** Document extract **
****

It’s a better time to be a bus rider in New York City. No, seriously.

After years of taking a back seat to other forms of public transportation, the MTA and city Department of Transportation are finally getting serious about pushing ahead with efforts to speed things up on bus lines in every corner of this city.

Even so, there are many challenges which the MTA must address on the road ahead — and, not surprisingly, it comes down to dollars and cents.

First, the good news. The 14th Street Busway implemented this month has been, in the words of New York City Transit President Andy Byford, “sailing along.” Buses are moving faster now that they have six blocks of Manhattan to themselves; more people are also using the route because of its increased speed. 

The Busway is a pilot program, an 18-month experiment, as the city described it. Yet the early results are so promising that City Council Speaker Corey Johnson indicated support for potentially creating Busways elsewhere in New York City, including 34th and 42nd Streets in congested Midtown Manhattan.

Then on Tuesday, the MTA unveiled a redesign of the Bronx bus network, an effort aimed at not just speeding things up but also connecting more riders to subway lines and other major destinations across the borough. Similar retooling efforts of the bus route networks are currently underway in Queens, and on the verge of getting started in Brooklyn.

****

[Pointing and labeling entries]
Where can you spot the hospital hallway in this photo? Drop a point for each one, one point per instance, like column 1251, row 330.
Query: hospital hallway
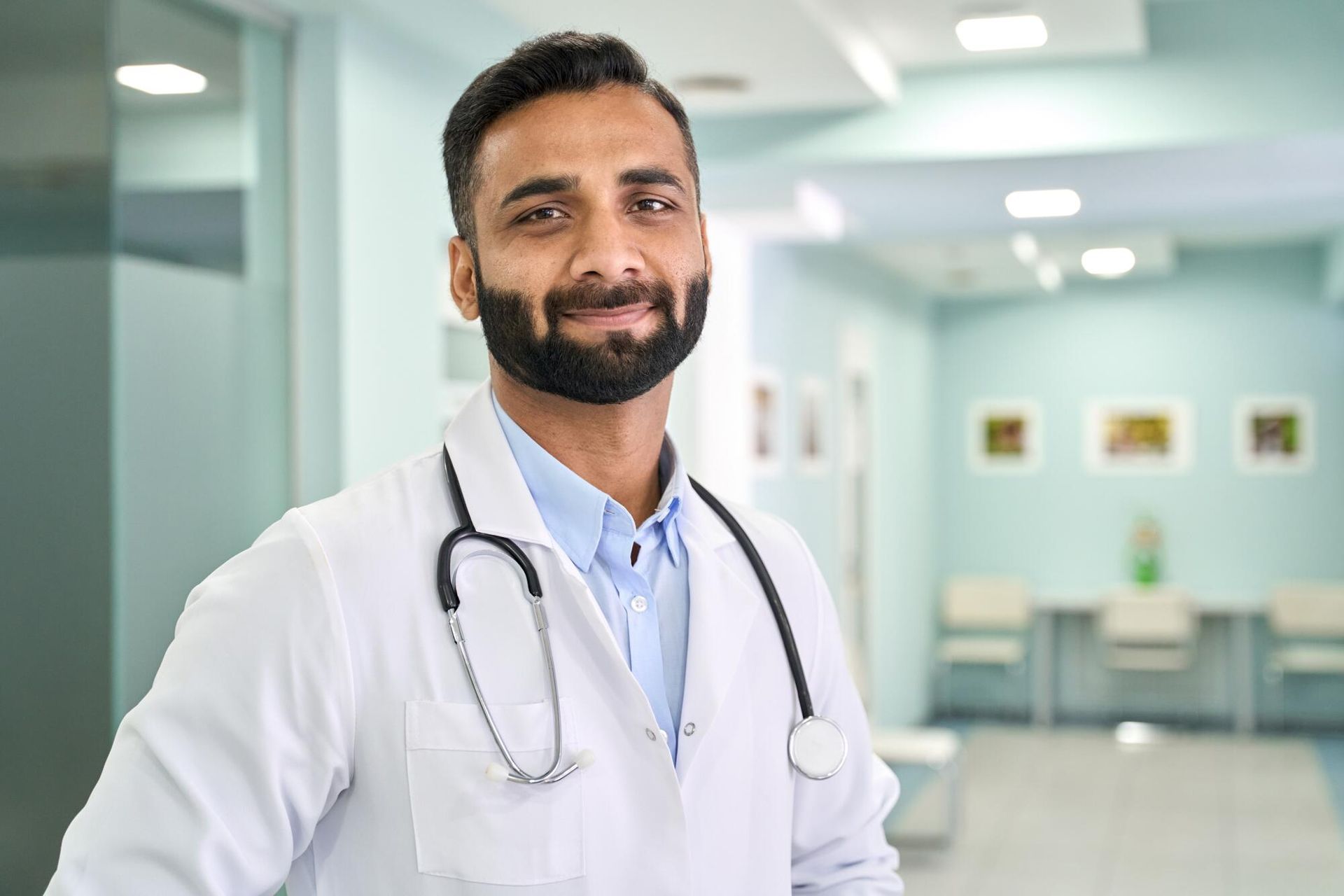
column 1072, row 812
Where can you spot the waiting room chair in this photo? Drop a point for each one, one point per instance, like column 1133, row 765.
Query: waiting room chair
column 1148, row 629
column 986, row 622
column 937, row 750
column 1307, row 624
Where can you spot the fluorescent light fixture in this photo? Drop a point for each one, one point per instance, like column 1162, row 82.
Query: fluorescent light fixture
column 1109, row 262
column 1042, row 203
column 162, row 80
column 1049, row 276
column 1025, row 248
column 820, row 210
column 1002, row 33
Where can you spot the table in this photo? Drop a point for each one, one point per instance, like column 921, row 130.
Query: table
column 1240, row 654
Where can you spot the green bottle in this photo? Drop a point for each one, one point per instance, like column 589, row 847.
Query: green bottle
column 1145, row 551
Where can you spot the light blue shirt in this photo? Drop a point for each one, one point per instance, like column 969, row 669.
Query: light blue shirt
column 645, row 603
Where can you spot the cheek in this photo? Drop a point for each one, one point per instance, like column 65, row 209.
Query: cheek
column 514, row 277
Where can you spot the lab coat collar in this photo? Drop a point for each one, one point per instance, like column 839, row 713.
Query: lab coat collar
column 496, row 493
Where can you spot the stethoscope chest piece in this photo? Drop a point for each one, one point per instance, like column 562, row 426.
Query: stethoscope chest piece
column 818, row 747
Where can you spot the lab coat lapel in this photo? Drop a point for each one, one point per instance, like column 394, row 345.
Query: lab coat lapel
column 500, row 504
column 723, row 610
column 495, row 489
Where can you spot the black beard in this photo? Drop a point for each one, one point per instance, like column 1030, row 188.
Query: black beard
column 615, row 370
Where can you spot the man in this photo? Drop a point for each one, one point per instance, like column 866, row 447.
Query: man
column 314, row 719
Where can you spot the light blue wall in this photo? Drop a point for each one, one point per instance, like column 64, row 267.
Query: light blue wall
column 371, row 220
column 802, row 300
column 1228, row 323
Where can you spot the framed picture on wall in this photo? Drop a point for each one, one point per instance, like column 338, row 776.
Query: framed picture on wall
column 813, row 431
column 1139, row 435
column 1003, row 435
column 1275, row 433
column 766, row 422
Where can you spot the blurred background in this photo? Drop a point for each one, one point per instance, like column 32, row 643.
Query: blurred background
column 1030, row 316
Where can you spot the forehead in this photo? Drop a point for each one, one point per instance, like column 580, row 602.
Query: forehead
column 593, row 134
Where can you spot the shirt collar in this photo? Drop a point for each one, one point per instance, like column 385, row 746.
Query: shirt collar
column 574, row 510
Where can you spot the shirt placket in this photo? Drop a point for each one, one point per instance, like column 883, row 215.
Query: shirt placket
column 641, row 620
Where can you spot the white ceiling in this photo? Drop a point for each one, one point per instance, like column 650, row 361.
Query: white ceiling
column 920, row 34
column 788, row 61
column 988, row 266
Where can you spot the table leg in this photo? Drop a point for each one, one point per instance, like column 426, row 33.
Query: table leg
column 1043, row 669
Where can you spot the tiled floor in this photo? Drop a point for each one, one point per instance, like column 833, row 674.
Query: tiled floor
column 1072, row 813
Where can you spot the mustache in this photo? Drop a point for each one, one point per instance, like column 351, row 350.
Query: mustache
column 593, row 296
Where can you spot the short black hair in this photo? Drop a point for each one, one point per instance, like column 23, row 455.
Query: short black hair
column 554, row 64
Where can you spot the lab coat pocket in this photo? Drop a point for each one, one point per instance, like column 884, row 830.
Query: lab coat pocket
column 475, row 830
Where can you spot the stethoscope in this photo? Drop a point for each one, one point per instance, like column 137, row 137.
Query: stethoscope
column 818, row 746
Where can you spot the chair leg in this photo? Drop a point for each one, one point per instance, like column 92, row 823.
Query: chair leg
column 953, row 773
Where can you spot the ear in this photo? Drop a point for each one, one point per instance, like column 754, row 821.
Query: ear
column 461, row 264
column 705, row 248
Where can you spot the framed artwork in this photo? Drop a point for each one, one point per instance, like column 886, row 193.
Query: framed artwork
column 1139, row 435
column 766, row 422
column 1003, row 435
column 1275, row 433
column 813, row 431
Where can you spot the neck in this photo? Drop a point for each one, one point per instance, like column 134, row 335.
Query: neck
column 613, row 448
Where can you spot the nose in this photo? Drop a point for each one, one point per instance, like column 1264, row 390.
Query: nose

****

** Set tasks **
1. Retype the passage of the New York City bus article between "The Busway is" and "started in Brooklyn.", inclusive.
2. According to the New York City bus article, how long is the 14th Street Busway pilot program meant to run?
3. Proceed with the New York City bus article, picking up after its final sentence.

** Solved tasks **
1.
The Busway is a pilot program, an 18-month experiment, as the city described it. Yet the early results are so promising that City Council Speaker Corey Johnson indicated support for potentially creating Busways elsewhere in New York City, including 34th and 42nd Streets in congested Midtown Manhattan.

Then on Tuesday, the MTA unveiled a redesign of the Bronx bus network, an effort aimed at not just speeding things up but also connecting more riders to subway lines and other major destinations across the borough. Similar retooling efforts of the bus route networks are currently underway in Queens, and on the verge of getting started in Brooklyn.

2. 18 months.

3.
And all of these efforts make sense.

The city and MTA lack the massive amount of funding necessary to build and expand a subway system in dire need of greater maintenance and modernization. We can’t expect more trains, but we ought to expect better and more bus service.

Yet plenty of challenges lie ahead toward achieving those goals. 

While the MTA moves ahead with rearranging bus networks, there’s concerns about service cutbacks elsewhere, such as the B46 in Brooklyn. The Bronx restructuring, considered a cost-neutral change, has come under fire because it’s not immediately coupled with a pledge to increase overall bus service.

Changing street regulations to accommodate more buses, and redrawing the bus route map, can only go so far. The MTA needs to find the cash to insure the buses keep moving.

It’s great to see the MTA and city paying attention to bus service at last. But without financial investments, it’s nothing but rearranging deck chairs.